• [Reading text]:

- - -

To have my two children I went through three rounds of IVF and 10 attempts at re-implanting frozen embryos. I did the final round in a controversial London clinic which had a reputation for the ferocious intensity of the treatment. For over a month I had daily blood tests and ultrasound which the clinicians used to prescribe specific amounts of hormones to be injected – usually two or three different injections a day in the stomach and bottom.
I remember one day, half way through the treatment making my way up to Marylebone on the tube. Everyone was so rude. People were pushing and jostling to get on the train. I felt more and more angry with how inconsiderate people were. Then, when I got to the clinic the receptionist was taking too long so I snapped at her. She snapped back. I hated her. The person I sat next to in the crowded waiting room was taking up the space of my chair. Other people were talking too loudly. It seemed the world was full of irritating and thoughtless people.
Then as I sat watching a steady stream of women come in to pick up prescriptions for the powerful hormones I suddenly realised: what I am experiencing isn’t what is really going on. How I am feeling isn’t me. How I am seeing others isn’t how they are. My inner world had been drastically affected by the hormones and it was colouring everything I experienced. It was the effect of pumping my poor body full of hormones for the last two weeks, of tiredness from not sleeping well, of the stress of a final round of IVF.
That thought gave me the objectivity I desperately needed and it made me realise how much what is happening in our bodies can colour our mental experience and dramatically affect our reality. Everything we do to our bodies can affect our minds and vice versa.

- - -

• [Assigned task 1]: Transcribe the IVF account word for word, starting at "Then as I sat" and ending at "round of IVF.".
• [Assigned task 2]: Go on with the account of IVF treatment, picking up after its final sentence.

• [Extracted data entries]:
- - -

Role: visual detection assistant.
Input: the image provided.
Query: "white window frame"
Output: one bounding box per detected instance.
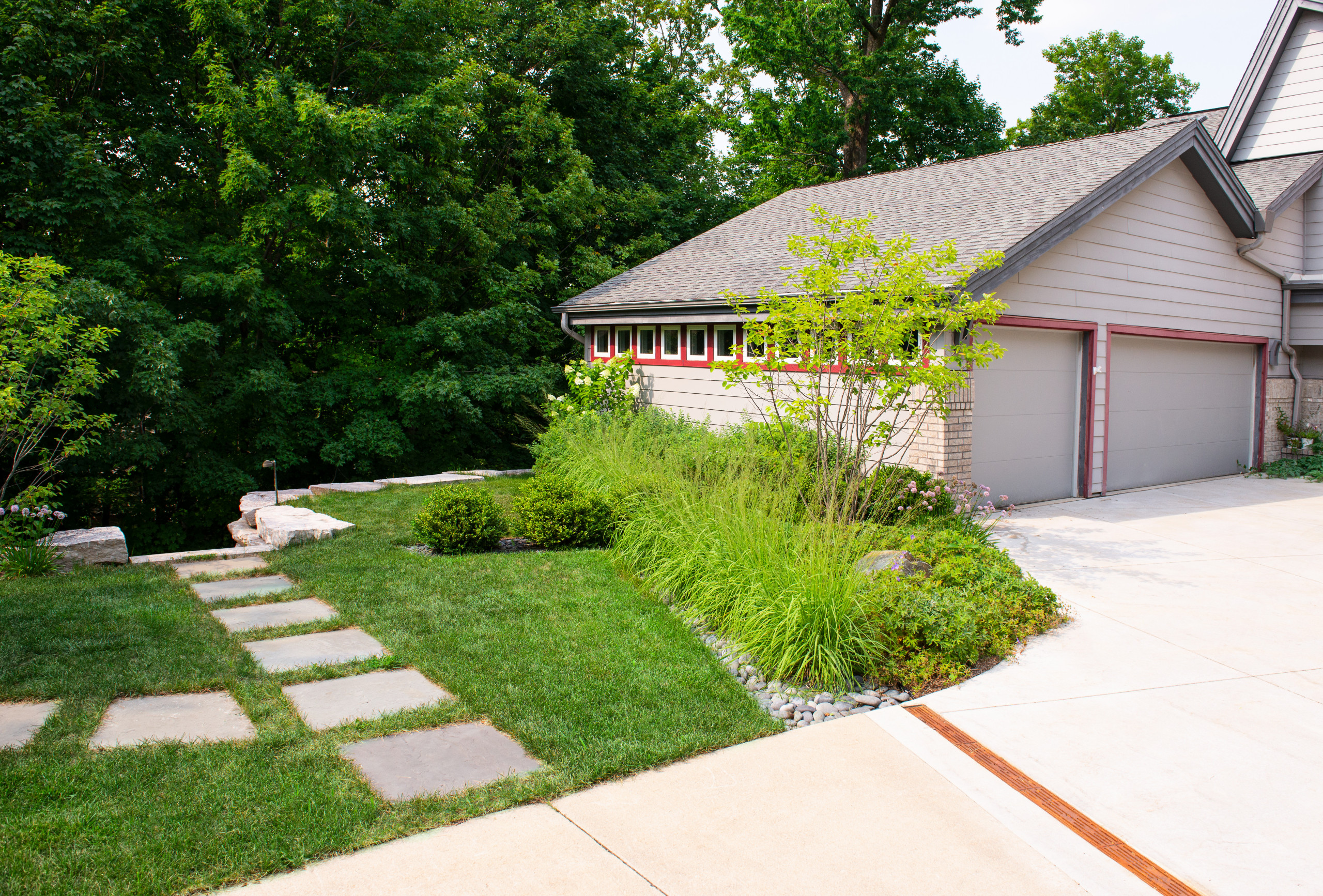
[634,327,657,358]
[684,325,711,361]
[712,325,740,361]
[657,327,684,361]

- - -

• [Task response 1]:
Then as I sat watching a steady stream of women come in to pick up prescriptions for the powerful hormones I suddenly realised: what I am experiencing isn’t what is really going on. How I am feeling isn’t me. How I am seeing others isn’t how they are. My inner world had been drastically affected by the hormones and it was colouring everything I experienced. It was the effect of pumping my poor body full of hormones for the last two weeks, of tiredness from not sleeping well, of the stress of a final round of IVF.

• [Task response 2]:
There are many examples of where someone has used enormous strength of mind and awareness to mentally override a physical ordeal. In Viktor Frankl’s ‘Man’s Search for Meaning’ he explores how some people were able to keep their sense of optimism and purpose during their imprisonment in the concentration camps. Jean-Dominique Bauby wrote his autobiography ‘The Diving Bell and the Butterfly’ despite suffering locked-in syndrome after a massive stroke, “I decided to stop pitying myself. Other than my eye, two things aren’t paralyzed, my imagination and my memory.”
These are feats of heroism where people have total awareness of their physical state and use immense inner strength to transcend it. Athletes, explorers, people pushing their body to the limit will do this. Most of the time, like me on the tube, we do not even consider the connection between how we are treating our bodies and how we see the world. There is now much evidence for the link between lack of sleep, lack of exercise, fast food and alcohol to depression and anxiety. There is no static, fixed world out there. There is just things that happen and our interpretation. Our interpretation will be influenced by so many elements including rest, nourishment and exercise. Why not give our experience of the world the best chance by treating our physical selves as well as we can?